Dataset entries
=== Section Start ===

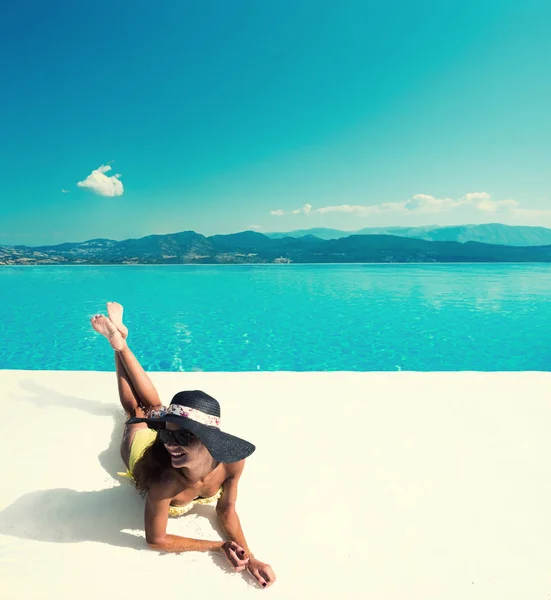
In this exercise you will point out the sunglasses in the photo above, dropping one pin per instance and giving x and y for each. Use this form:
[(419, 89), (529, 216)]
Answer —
[(180, 437)]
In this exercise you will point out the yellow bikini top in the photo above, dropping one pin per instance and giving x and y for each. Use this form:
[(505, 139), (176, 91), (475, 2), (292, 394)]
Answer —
[(178, 511)]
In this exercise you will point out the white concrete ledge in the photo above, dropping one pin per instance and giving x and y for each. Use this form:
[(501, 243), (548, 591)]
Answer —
[(372, 485)]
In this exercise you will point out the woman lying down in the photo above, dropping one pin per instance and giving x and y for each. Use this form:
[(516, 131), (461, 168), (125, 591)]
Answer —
[(178, 456)]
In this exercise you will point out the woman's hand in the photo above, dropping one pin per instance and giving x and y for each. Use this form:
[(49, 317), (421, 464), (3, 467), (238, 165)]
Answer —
[(236, 555), (262, 572)]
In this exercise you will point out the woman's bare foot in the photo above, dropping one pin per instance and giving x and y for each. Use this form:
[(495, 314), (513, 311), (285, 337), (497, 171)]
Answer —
[(104, 326), (115, 310)]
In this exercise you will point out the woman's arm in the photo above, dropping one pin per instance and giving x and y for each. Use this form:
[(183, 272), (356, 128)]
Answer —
[(229, 519), (156, 518), (225, 507)]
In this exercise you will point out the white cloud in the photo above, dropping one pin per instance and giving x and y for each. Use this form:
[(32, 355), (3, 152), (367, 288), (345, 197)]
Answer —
[(305, 210), (479, 202), (102, 184)]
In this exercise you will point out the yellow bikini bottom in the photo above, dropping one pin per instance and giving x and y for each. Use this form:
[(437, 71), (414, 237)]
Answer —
[(142, 440)]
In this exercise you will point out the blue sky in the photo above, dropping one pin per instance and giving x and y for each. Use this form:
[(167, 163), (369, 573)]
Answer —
[(273, 115)]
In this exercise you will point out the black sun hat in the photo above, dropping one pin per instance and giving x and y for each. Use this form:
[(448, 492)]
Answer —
[(199, 413)]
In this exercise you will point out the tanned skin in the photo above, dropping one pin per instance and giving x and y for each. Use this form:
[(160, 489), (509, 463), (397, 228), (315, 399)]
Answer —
[(192, 474)]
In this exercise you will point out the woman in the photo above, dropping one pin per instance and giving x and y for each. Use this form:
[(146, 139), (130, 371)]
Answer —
[(178, 456)]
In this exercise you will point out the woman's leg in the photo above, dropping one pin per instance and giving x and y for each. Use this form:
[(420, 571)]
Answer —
[(135, 387), (136, 391)]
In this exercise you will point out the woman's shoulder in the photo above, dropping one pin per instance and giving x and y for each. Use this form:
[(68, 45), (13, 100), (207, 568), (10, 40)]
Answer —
[(233, 470), (168, 481)]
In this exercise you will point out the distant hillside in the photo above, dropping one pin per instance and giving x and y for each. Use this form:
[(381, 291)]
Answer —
[(189, 247), (492, 233)]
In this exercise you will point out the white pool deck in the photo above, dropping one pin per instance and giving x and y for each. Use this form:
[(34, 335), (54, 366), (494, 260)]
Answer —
[(372, 485)]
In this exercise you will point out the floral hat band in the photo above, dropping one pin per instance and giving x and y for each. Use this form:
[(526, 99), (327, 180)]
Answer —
[(199, 413), (189, 413)]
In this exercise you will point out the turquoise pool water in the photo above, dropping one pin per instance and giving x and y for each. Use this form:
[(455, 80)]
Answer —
[(282, 317)]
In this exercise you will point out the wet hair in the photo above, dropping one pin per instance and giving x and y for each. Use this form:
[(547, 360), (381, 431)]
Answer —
[(149, 468)]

=== Section End ===

**EXERCISE INSTRUCTIONS:** Every line from the first line of the entries above through the line with "In this exercise you will point out the woman's hand" must be repeated exactly, and pictures must not be.

**OUTPUT:**
In this exercise you will point out the sunglasses in the photo above, dropping one pin per instance and giving x and y for each. Use this form:
[(419, 89), (529, 216)]
Answer —
[(180, 437)]
In this exercise you will point out the yellow bikini top in the photo above, dropping one pin per instance and giving x and y for each. Use this form:
[(505, 139), (176, 91), (475, 2), (292, 394)]
Answer —
[(178, 511)]
In this exercise you will point out the white concrete ledge in the photo above, dropping one pin per instance and giving x and y for each. Use this form:
[(501, 243), (548, 591)]
Answer —
[(372, 485)]
In this exercise you will point out the woman lying down in the photo above, dropping one pin per instance and giving x and y for each. Use this form:
[(516, 131), (461, 168), (125, 591)]
Answer —
[(178, 456)]
In this exercise you will point out the woman's hand in the photo above, dropping one pin per instance and giving x and y for each. Use this form:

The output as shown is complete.